-------- Supplied data --------

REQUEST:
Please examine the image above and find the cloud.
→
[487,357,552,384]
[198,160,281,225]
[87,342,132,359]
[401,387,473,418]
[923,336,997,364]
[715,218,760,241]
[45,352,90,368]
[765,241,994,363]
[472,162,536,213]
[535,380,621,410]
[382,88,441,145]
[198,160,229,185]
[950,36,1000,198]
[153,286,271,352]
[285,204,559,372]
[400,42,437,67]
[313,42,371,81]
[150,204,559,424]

--------

**Given exercise**: Reproduce the data from its first line down through the line containing "[400,42,437,67]", including both ends, without changing a character.

**Full output**:
REQUEST:
Please examine the image above and find the cloud.
→
[487,357,552,384]
[198,160,281,225]
[87,342,132,359]
[401,387,473,418]
[923,336,997,364]
[715,218,760,241]
[45,352,90,368]
[765,241,994,363]
[472,162,536,213]
[535,380,621,410]
[382,88,441,145]
[198,160,229,185]
[950,36,1000,198]
[153,286,271,352]
[285,204,559,372]
[400,42,437,67]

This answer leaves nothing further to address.